Selected text -
■ ■ ■ ■

Wife of Meghanada in Ramayana versions

Sulochana (सुलोचना) is a character featured in Hindu literature. She is the daughter of the king of the serpents, Shesha, and married to Meghanada (Indrajita), the eldest son of Ravana. Sulochana finds no mention in the Valmiki Ramayana, and appears in later versions of the epic.

== Literature ==
In versions of the Ramayana, following the death of her husband, Sulochana received the head of her husband. She realised that Lakshmana was none other than her father Shesha's incarnation. She was devotee of Rama.

In the ballad Meghnad Badh Kavya, Prameela is said to be Indrajit's wife. Prameela is regarded to be another name of Sulochana.

==In popular culture==

Her story has been the basis of many films, including Sati Sulochana (1921) directed by G.V. Sane. a silent film, followed by Sati Sulochana, 1934 Kannada film was the first Kannada language talkie film, also Sati Sulochana (1961 film) in Telugu starring N. T. Rama Rao. also in Hindi film 'Sati Naag Kanya' by Babubhai Mistri starring Vikram Gokhale and Jaishree Gadkar.

■ ■ ■ ■

What you need to do - Copy the passage on Sulochana from "Sulochana (सुलोचना) is" to "name of Sulochana.".

[Collection entries]
■ ■ ■ ■

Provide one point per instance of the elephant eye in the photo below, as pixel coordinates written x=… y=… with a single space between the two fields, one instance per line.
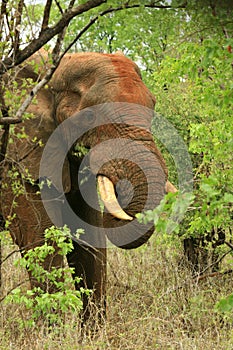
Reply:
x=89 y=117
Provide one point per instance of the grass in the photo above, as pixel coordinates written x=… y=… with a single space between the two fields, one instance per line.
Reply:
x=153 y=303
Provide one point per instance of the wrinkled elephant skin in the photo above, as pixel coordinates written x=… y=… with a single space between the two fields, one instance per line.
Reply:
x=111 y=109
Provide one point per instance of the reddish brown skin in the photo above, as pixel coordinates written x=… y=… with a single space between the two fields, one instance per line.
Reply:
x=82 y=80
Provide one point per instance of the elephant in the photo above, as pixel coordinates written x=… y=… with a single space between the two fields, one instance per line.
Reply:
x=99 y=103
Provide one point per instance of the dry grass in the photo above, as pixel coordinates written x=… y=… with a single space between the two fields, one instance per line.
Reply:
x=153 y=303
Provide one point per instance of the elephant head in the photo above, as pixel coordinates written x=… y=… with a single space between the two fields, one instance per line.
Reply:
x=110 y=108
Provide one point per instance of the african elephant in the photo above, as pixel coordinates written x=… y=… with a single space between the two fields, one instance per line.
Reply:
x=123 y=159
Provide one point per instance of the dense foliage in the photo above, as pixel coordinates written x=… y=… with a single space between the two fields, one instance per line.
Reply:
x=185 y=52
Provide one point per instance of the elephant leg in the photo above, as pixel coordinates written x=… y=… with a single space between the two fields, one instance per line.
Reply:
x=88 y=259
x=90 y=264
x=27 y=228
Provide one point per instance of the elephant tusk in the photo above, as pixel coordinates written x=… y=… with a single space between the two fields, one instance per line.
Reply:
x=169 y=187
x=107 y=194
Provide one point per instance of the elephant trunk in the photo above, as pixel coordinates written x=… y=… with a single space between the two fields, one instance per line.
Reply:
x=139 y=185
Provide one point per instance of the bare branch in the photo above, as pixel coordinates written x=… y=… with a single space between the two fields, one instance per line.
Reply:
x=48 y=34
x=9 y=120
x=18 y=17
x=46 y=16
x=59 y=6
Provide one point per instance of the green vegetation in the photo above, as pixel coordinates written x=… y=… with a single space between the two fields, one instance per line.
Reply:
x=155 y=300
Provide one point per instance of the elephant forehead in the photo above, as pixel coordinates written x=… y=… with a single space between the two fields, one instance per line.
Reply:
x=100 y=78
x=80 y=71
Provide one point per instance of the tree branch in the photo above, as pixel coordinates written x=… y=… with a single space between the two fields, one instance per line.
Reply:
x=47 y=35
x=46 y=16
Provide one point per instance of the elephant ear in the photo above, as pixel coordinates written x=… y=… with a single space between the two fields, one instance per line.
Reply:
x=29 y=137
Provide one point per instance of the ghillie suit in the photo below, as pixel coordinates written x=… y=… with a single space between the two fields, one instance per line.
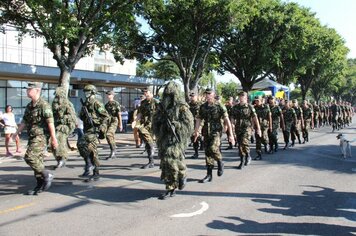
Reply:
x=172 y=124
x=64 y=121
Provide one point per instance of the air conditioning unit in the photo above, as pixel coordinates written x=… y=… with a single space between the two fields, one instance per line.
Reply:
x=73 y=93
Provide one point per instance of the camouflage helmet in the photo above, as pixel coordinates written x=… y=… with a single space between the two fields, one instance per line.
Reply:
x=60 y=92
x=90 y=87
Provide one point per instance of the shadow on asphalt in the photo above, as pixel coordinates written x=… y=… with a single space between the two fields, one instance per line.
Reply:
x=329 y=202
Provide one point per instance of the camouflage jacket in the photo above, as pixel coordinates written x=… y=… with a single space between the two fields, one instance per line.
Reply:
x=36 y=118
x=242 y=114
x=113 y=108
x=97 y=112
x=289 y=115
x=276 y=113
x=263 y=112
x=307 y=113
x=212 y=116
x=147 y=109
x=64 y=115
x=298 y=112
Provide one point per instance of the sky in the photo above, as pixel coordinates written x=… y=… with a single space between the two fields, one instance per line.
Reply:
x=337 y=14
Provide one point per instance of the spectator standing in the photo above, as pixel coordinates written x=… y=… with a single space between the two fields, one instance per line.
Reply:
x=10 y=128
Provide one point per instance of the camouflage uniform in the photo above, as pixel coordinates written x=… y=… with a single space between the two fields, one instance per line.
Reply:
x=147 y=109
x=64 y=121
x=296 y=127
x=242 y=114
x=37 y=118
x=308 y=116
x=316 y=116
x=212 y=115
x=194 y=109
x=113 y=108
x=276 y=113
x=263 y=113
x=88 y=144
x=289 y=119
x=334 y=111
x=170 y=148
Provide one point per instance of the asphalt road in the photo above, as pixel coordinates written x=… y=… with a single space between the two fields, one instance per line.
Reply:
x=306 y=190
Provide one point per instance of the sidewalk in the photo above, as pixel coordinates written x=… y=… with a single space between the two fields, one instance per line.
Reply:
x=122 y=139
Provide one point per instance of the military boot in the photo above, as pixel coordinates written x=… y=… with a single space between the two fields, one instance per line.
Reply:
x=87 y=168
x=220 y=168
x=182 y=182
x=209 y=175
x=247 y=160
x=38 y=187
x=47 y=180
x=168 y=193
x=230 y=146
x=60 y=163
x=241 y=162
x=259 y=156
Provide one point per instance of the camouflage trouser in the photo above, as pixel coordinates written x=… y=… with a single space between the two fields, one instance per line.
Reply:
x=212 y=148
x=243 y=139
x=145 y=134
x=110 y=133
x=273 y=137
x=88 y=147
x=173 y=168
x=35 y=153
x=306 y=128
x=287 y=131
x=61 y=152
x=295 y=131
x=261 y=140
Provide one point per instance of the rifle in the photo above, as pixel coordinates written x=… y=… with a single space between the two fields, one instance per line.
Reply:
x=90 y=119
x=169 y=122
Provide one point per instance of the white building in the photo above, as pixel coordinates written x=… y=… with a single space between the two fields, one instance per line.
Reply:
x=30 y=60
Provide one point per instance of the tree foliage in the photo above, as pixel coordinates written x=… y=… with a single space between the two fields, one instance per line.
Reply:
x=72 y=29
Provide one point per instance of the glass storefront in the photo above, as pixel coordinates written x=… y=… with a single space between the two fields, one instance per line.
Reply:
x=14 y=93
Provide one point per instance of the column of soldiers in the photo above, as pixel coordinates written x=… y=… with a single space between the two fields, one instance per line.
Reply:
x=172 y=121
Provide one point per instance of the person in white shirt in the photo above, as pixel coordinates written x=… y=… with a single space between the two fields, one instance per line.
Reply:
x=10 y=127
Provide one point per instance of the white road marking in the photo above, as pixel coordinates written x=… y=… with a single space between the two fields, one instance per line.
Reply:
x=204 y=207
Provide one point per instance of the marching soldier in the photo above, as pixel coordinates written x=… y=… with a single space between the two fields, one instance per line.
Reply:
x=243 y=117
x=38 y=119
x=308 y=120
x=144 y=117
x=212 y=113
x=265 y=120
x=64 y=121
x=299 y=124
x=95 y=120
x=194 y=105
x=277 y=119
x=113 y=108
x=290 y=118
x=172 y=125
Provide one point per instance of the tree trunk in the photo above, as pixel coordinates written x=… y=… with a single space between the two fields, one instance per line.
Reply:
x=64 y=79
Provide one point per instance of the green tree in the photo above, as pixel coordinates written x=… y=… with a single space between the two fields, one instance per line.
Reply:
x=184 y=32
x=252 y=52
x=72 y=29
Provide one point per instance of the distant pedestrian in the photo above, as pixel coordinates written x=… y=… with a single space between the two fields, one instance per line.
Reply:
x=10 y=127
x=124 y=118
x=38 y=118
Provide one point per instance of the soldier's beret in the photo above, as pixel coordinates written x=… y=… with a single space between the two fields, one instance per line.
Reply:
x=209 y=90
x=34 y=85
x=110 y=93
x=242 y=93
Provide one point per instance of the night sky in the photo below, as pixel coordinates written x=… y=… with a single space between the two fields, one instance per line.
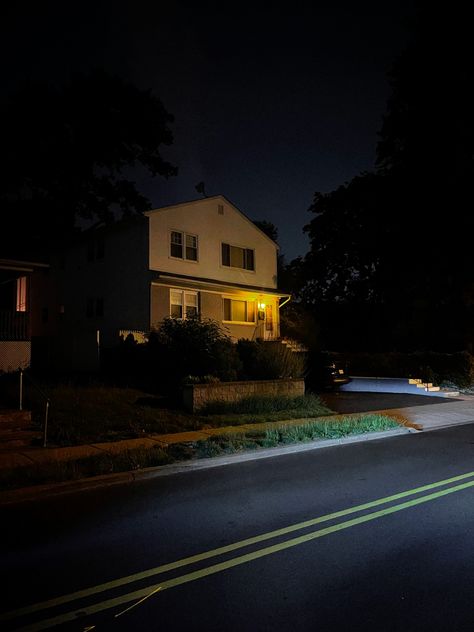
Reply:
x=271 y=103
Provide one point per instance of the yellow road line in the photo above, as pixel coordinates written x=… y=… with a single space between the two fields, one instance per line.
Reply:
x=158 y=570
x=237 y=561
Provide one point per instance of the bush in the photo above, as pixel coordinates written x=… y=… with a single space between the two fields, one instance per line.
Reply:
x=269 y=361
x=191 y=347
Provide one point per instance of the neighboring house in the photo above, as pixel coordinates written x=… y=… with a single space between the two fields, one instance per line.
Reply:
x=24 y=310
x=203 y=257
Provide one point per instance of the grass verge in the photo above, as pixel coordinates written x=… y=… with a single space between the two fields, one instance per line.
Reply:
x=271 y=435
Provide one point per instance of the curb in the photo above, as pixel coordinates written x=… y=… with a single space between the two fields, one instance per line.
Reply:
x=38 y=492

■ ■ ■ ■

Response box -
Sulochana (सुलोचना) is a character featured in Hindu literature. She is the daughter of the king of the serpents, Shesha, and married to Meghanada (Indrajita), the eldest son of Ravana. Sulochana finds no mention in the Valmiki Ramayana, and appears in later versions of the epic.

== Literature ==
In versions of the Ramayana, following the death of her husband, Sulochana received the head of her husband. She realised that Lakshmana was none other than her father Shesha's incarnation. She was devotee of Rama.

In the ballad Meghnad Badh Kavya, Prameela is said to be Indrajit's wife. Prameela is regarded to be another name of Sulochana.